__SUPPLIED PASSAGE__
------------------------------------------------------------------------

While the main story quest follows a linear progression typical of such a narrative; wherein the protagonist travels the world, cultivates several martial art techniques, and acscends from lowly peasantry to literal godhood; the side content represents a dense web of interlocking stories where nearly every action can have later consequences. Going in blind, it is extremely easy to miss small dialogue cues that will open up entirely new narrative paths. While this can result in an innocuous change like getting different quest rewards, more often than not it can lead you to missing out on the chance to recruit companions. This can take the form of not being able to build the needed affection to recruit them; resigning them to just standing there taunting you with one line of generic NPC dialogue; to them getting murdered offscreen because you progressed too far in the main story quest. Several very important characters arcs are accessible only at certain points of progression, and only through very specific quest progression and dialogue choices can you see them to their true conclusion. And while it stings to miss out on some rare gear or skills because you can't reach 100 affection, this really comes to ahead with the Southern Chronicles DLC, where not having 4 very easily missable companions will summarily lock you out of 4 additional recruitable characters and lock you into a bad ending for the DLC.

------------------------------------------------------------------------

__DATA EXTRACT__
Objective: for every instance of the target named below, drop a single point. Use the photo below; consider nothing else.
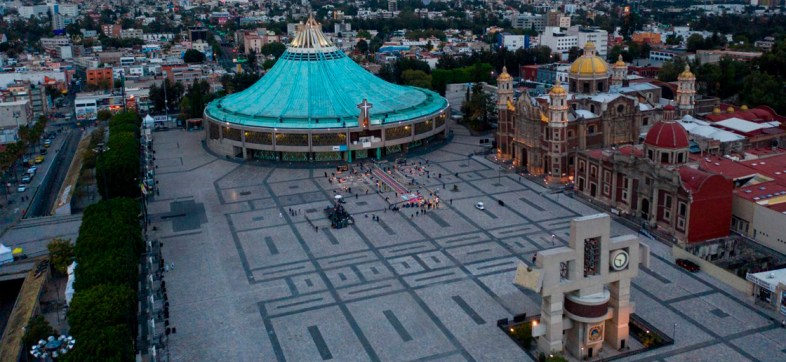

------------------------------------------------------------------------

Extend the passage on the game's side content, picking up right after its final sentence. The lines are separate from the passage on the game's side content and do not relate to it.

__RESULT OF THIS TASK__
The Southern Chronicles is easily the best content in the game, with compelling character writing, awesome locales based on Chinese wetlands, and a twisting plot regarding political intrigue and national self-determination (something that I really enjoy out of Chinese RPGs, which often tackle the subject with gusto in comparison to their milquetoast neoliberal cousins in Japan). But the fact that I started playing this blind and missed out on three characters, because I didn't complete one throwaway sidequest before going where the game told me to go, had serious consequences. It forced me out of a lot of really interesting content. It was frustrating to the point I actually did want to drop it, but the rest of the game's high quality made up for it, and I am unashamed to say I used Cheat Engine to at least grab the healer before the DLC concluded. With the addition of the DLC, NG+ functionality was added anyways, greatly complimenting the core conceit of the game's multiple routes and endings. The opportunity to carry over skill points, manuals, etc. to expedite the grindy earlygame will really encourage players to run through the game multiple times, this time with the benefit of hindsight and voluminous google docs to assist them.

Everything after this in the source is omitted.